Please write out again every line in the stretch that opens with the line containing "windshield, your assistance would be valued." and closes with the line containing "65], [159, 64]]", both of those lines included. Multiply each vertex coordinate by 2.5 and round it to a whole number, with halves rounded up.

━━━━━━━━

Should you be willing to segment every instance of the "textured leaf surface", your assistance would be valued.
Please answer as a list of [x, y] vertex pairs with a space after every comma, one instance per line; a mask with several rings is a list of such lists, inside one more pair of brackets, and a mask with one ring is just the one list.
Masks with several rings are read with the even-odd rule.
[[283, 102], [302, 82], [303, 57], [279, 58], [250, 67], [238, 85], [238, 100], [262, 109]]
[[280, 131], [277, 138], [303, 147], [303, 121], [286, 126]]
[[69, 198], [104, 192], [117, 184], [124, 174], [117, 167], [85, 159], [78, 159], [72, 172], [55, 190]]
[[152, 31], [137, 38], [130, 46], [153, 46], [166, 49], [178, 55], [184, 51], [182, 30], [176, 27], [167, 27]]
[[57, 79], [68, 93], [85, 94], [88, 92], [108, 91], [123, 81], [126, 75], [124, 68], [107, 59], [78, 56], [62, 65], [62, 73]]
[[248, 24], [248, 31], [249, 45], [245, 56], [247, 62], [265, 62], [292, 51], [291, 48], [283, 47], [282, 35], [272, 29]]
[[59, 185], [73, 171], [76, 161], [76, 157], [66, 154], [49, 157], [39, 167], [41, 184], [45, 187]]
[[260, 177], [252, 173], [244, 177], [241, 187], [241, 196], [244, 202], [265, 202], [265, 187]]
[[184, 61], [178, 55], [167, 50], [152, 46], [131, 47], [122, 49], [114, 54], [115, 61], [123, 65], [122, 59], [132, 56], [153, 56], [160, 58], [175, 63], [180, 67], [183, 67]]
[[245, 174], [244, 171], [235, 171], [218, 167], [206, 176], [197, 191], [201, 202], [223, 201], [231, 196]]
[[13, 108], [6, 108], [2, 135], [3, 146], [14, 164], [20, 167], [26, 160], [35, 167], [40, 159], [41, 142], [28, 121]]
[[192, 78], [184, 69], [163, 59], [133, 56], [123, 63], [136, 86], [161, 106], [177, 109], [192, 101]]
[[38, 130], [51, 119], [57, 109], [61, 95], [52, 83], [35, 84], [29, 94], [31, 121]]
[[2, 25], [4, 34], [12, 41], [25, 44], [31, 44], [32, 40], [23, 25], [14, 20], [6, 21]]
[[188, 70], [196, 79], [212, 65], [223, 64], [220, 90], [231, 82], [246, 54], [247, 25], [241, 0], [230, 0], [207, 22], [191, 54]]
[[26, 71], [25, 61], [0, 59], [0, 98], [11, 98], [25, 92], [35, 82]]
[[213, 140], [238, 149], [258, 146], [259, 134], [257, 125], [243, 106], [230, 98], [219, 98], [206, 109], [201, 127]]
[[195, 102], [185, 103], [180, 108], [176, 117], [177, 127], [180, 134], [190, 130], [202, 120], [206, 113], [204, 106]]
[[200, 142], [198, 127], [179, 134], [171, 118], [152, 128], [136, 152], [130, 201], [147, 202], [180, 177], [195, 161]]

━━━━━━━━

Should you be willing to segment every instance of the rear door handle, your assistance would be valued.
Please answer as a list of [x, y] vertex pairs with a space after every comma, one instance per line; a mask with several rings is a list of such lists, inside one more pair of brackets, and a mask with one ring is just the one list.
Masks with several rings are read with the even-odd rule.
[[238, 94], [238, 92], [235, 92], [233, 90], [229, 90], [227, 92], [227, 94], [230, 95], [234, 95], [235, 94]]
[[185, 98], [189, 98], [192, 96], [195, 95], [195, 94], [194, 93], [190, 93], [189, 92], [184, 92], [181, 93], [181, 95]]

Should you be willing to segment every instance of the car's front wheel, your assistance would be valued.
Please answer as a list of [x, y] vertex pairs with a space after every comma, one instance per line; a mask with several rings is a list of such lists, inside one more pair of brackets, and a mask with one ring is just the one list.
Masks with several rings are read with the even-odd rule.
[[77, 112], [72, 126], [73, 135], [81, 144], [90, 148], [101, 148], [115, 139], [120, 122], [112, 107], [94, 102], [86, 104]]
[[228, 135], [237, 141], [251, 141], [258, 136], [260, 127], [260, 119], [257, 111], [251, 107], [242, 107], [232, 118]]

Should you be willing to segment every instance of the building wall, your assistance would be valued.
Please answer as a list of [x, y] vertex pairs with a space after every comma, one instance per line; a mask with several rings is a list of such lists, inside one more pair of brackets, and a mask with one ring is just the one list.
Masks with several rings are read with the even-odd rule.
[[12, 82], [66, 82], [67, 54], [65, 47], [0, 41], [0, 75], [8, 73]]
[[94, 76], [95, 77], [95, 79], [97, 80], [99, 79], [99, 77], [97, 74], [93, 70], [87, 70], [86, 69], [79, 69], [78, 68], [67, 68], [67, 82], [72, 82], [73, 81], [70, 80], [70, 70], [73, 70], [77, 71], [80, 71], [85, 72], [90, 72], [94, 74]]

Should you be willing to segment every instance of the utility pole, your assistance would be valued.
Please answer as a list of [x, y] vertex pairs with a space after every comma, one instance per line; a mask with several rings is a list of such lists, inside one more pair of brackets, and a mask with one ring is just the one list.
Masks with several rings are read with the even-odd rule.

━━━━━━━━

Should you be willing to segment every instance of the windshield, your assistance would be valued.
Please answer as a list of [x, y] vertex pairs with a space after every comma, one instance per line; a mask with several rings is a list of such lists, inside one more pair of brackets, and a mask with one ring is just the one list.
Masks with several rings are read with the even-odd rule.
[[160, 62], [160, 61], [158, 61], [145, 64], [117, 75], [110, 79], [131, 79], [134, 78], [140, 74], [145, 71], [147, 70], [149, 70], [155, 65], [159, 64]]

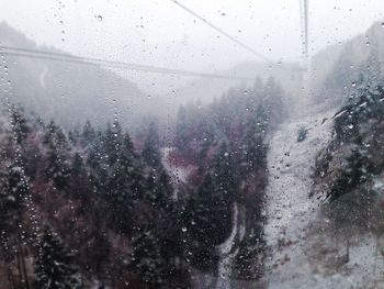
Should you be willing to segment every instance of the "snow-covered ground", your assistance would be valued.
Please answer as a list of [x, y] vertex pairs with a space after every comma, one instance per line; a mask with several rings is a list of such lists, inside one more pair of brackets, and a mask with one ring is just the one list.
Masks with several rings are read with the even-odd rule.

━━━━━━━━

**Exercise output:**
Should you be willing to segment every instance of the windshield, your assistance would be valued.
Please answer as a list of [x, y] vertex pairs with a space after every comma, one instance per line; a mask with several rings is a list of such lists, inside one more pair of brackets, and a mask with one ring is just the one list.
Masks with several rings are read with the even-odd rule.
[[400, 155], [400, 153], [395, 153], [363, 160], [293, 188], [275, 198], [328, 198], [335, 195], [350, 185], [363, 178], [368, 175], [373, 175], [388, 163], [398, 160]]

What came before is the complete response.